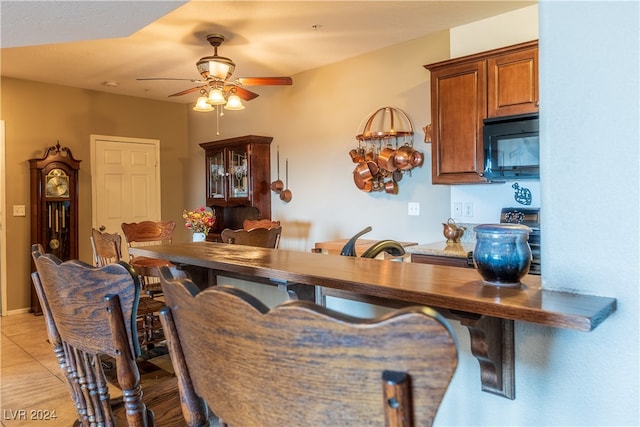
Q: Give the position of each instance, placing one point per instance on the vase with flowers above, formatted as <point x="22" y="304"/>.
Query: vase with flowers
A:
<point x="199" y="221"/>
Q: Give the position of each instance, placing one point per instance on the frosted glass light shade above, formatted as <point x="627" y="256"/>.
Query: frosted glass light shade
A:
<point x="216" y="97"/>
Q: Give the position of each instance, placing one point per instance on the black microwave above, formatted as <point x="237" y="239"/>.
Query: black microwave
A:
<point x="511" y="147"/>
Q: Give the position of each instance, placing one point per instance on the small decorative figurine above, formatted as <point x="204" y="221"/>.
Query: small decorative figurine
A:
<point x="522" y="195"/>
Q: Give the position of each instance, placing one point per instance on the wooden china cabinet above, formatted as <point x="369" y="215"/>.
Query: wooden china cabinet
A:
<point x="237" y="177"/>
<point x="465" y="91"/>
<point x="54" y="207"/>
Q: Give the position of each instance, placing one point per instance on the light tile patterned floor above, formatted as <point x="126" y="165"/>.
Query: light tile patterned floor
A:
<point x="32" y="389"/>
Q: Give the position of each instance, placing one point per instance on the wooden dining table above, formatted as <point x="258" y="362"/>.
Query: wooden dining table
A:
<point x="487" y="311"/>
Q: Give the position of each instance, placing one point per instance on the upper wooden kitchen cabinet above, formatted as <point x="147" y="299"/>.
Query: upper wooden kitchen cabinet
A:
<point x="465" y="91"/>
<point x="237" y="177"/>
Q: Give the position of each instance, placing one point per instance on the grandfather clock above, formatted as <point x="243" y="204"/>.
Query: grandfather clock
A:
<point x="54" y="206"/>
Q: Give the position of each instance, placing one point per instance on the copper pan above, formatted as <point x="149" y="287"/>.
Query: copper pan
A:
<point x="358" y="179"/>
<point x="385" y="159"/>
<point x="286" y="196"/>
<point x="403" y="156"/>
<point x="391" y="187"/>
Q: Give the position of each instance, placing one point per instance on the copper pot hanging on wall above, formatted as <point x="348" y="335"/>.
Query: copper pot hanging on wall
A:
<point x="385" y="150"/>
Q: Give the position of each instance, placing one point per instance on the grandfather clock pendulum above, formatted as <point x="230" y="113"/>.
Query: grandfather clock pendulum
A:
<point x="54" y="206"/>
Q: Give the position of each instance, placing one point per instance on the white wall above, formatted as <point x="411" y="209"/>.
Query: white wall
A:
<point x="589" y="189"/>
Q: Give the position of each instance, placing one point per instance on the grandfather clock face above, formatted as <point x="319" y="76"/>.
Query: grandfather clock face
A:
<point x="57" y="184"/>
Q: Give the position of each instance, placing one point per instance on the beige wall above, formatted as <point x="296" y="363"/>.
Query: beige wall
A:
<point x="38" y="115"/>
<point x="315" y="123"/>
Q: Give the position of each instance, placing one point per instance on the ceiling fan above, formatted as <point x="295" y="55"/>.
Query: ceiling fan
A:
<point x="217" y="86"/>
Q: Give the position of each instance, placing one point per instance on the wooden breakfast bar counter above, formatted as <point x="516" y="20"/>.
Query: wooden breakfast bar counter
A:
<point x="488" y="312"/>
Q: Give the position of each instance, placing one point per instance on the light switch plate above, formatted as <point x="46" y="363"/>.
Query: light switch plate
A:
<point x="19" y="210"/>
<point x="413" y="209"/>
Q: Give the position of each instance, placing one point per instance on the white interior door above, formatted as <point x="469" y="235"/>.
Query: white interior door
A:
<point x="125" y="182"/>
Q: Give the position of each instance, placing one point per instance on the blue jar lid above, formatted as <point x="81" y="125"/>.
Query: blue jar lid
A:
<point x="502" y="228"/>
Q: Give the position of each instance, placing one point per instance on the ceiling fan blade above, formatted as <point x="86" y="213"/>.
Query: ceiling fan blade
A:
<point x="256" y="81"/>
<point x="245" y="94"/>
<point x="170" y="78"/>
<point x="184" y="92"/>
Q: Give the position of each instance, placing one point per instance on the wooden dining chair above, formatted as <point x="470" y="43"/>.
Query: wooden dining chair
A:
<point x="261" y="237"/>
<point x="146" y="233"/>
<point x="90" y="313"/>
<point x="300" y="364"/>
<point x="107" y="250"/>
<point x="250" y="224"/>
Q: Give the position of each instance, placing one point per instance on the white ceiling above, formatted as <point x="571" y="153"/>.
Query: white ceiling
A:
<point x="87" y="43"/>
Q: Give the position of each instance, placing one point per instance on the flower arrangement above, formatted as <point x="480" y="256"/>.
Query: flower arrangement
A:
<point x="198" y="220"/>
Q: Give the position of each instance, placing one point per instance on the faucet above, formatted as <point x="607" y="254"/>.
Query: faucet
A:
<point x="389" y="246"/>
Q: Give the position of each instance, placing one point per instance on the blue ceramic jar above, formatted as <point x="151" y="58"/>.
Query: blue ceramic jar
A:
<point x="502" y="253"/>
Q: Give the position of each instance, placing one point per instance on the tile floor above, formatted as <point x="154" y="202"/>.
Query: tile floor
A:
<point x="32" y="387"/>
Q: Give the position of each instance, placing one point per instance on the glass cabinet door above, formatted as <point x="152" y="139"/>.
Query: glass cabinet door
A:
<point x="238" y="183"/>
<point x="217" y="175"/>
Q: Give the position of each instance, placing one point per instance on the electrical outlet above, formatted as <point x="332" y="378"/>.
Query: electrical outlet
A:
<point x="19" y="210"/>
<point x="413" y="208"/>
<point x="467" y="209"/>
<point x="457" y="210"/>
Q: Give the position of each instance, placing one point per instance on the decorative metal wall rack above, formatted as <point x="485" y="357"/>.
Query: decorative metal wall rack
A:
<point x="385" y="151"/>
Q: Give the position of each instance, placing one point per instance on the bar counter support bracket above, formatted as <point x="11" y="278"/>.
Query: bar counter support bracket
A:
<point x="492" y="343"/>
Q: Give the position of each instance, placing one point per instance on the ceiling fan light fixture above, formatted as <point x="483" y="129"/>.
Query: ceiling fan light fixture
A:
<point x="234" y="103"/>
<point x="216" y="66"/>
<point x="202" y="105"/>
<point x="216" y="97"/>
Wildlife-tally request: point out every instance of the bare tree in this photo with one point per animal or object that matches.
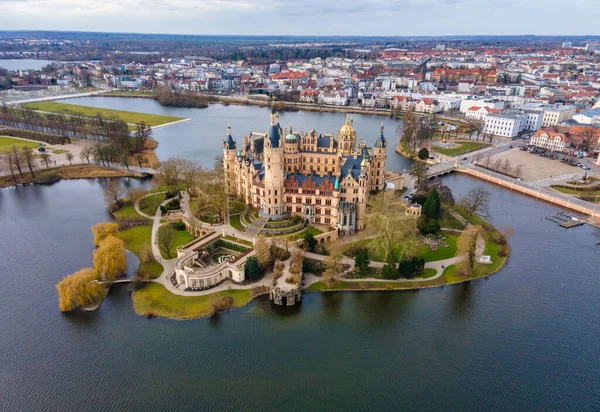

++++

Write the listing out in full, exactly; no images.

Q: Give the position of each instance, placing one point per instance on the vase with flowers above, formatted as <point x="22" y="304"/>.
Query: vase with flowers
A:
<point x="199" y="221"/>
Q: Give the position of each instance, placing one point per instance on the frosted glass light shade above, formatted as <point x="627" y="256"/>.
Query: frosted glass light shade
A:
<point x="216" y="97"/>
Q: Give the position of each instance, placing one point per instance on the black microwave above, formatted as <point x="237" y="239"/>.
Query: black microwave
A:
<point x="511" y="147"/>
Q: Give the position of each instance, placing one point per instance on the small decorative figurine above, formatted as <point x="204" y="221"/>.
Query: small decorative figurine
A:
<point x="522" y="195"/>
Q: Give the position of each instance, placing one point per instance on the wooden china cabinet above, formatted as <point x="369" y="215"/>.
Query: wooden china cabinet
A:
<point x="237" y="177"/>
<point x="465" y="91"/>
<point x="54" y="207"/>
Q: Give the position of each instance, placing one point per instance on the light tile patterned floor above, formatted as <point x="126" y="165"/>.
Query: light tile patterned floor
A:
<point x="32" y="389"/>
Q: Give the position of each instance, placing one point per instance on the wooden dining table above, formatted as <point x="258" y="362"/>.
Query: wooden dining table
A:
<point x="487" y="311"/>
Q: Give the position of each instance, placing one point per instance on the upper wooden kitchen cabinet above, formatted as <point x="147" y="299"/>.
Query: upper wooden kitchen cabinet
A:
<point x="465" y="91"/>
<point x="237" y="177"/>
Q: Give the position of each instance, placing one point per instance on the grandfather clock above, formatted as <point x="243" y="204"/>.
Query: grandfather clock
A:
<point x="54" y="206"/>
Q: Give the position of each instance, placing one point per instance on the copper pan above, formatted as <point x="149" y="287"/>.
Query: copper pan
A:
<point x="358" y="179"/>
<point x="385" y="159"/>
<point x="286" y="196"/>
<point x="403" y="156"/>
<point x="391" y="187"/>
Q: Give the position of each instance, placing one point per instance on the copper pot hanging on wall above, formatted as <point x="348" y="335"/>.
Query: copper pot hanging on wall
A:
<point x="385" y="150"/>
Q: Give the position of each instance, placing one point per instance on the grandfather clock pendulum above, formatted as <point x="230" y="113"/>.
Query: grandfather clock pendulum
A:
<point x="54" y="206"/>
Q: Give the position of each instance, placing one point per instance on the white wall above, formatted as <point x="411" y="209"/>.
Query: white wall
A:
<point x="589" y="189"/>
Q: Give the position of each instance, placing one point per instance on the grandfather clock face above, formatted as <point x="319" y="76"/>.
Query: grandfather clock face
A:
<point x="57" y="184"/>
Q: Give the position of each instance, placing one point per instance on the beige wall above, formatted as <point x="296" y="363"/>.
Query: beige wall
A:
<point x="38" y="115"/>
<point x="315" y="123"/>
Q: Give the position of each instance, placing one point per instance on the ceiling fan above, formatted as <point x="295" y="55"/>.
Query: ceiling fan
A:
<point x="217" y="86"/>
Q: Give the position of each instance, placing one point per instance on the wooden breakfast bar counter above, formatted as <point x="516" y="20"/>.
Query: wooden breakfast bar counter
A:
<point x="488" y="312"/>
Q: Give the position of each instance, placing one point per instance on the light switch plate above, formatted as <point x="46" y="363"/>.
Query: light switch plate
A:
<point x="19" y="210"/>
<point x="413" y="209"/>
Q: Give the position of each instance, placing one point per instance on the white interior door above, formatted as <point x="469" y="235"/>.
Query: white interior door
A:
<point x="125" y="182"/>
Q: Give the position of each instance, placing one point per instance on the blue jar lid above, formatted as <point x="81" y="125"/>.
Query: blue jar lid
A:
<point x="502" y="228"/>
Q: Give the position of each instance, placing one point per instance on the ceiling fan blade above, formatted as <point x="86" y="213"/>.
Query: ceiling fan blade
A:
<point x="256" y="81"/>
<point x="245" y="94"/>
<point x="170" y="78"/>
<point x="184" y="92"/>
Q: Give the position of each instance, placing one point per instance on the wooden dining chair above, formatted as <point x="470" y="43"/>.
Query: wooden dining chair
A:
<point x="261" y="237"/>
<point x="146" y="233"/>
<point x="90" y="313"/>
<point x="300" y="364"/>
<point x="107" y="250"/>
<point x="250" y="224"/>
Q: Give the position of each instance, placing one point per instance on the white ceiling above, formatted as <point x="571" y="153"/>.
Query: white ceiling
A:
<point x="87" y="43"/>
Q: Give the position of each instance, placing one point per instance on the flower arrangement above, formatted as <point x="480" y="256"/>.
Query: flower arrangement
A:
<point x="198" y="220"/>
Q: Give the position of each instance, placing one point per instance on the faucet above, formatted as <point x="607" y="254"/>.
Query: faucet
A:
<point x="389" y="246"/>
Q: Give the position of each instance, placing one point per instance on the blue ceramic jar above, formatted as <point x="151" y="58"/>.
Query: blue ceramic jar
A:
<point x="502" y="253"/>
Q: Give the position of each instance, placing one point per instance on the tile floor above, formatted as <point x="154" y="202"/>.
Query: tile floor
A:
<point x="32" y="387"/>
Q: Give the position of each instance, placing one point per instance on the glass cabinet door above, formatted as <point x="152" y="139"/>.
Query: glass cabinet door
A:
<point x="238" y="183"/>
<point x="217" y="175"/>
Q: Give the position of each instance, placing one point per instance on the electrical outlet above, formatted as <point x="332" y="378"/>.
Query: electrical outlet
A:
<point x="19" y="210"/>
<point x="413" y="208"/>
<point x="467" y="209"/>
<point x="457" y="210"/>
Q: Give the position of each instance, placing one point per instance on the decorative metal wall rack above, formatted as <point x="485" y="357"/>.
Query: decorative metal wall rack
A:
<point x="385" y="151"/>
Q: Give the position of each instance, placing one point per instance on the bar counter support bracket above, formatted as <point x="11" y="278"/>.
Query: bar counter support bracket
A:
<point x="492" y="343"/>
Q: Give the position of each instance, placing one point per instance on the ceiling fan light fixture above, formatted as <point x="483" y="129"/>.
Query: ceiling fan light fixture
A:
<point x="234" y="103"/>
<point x="216" y="66"/>
<point x="202" y="105"/>
<point x="216" y="97"/>
Wildlife-tally request: point out every instance of the bare tree in this photo with one point per animal or object that matches.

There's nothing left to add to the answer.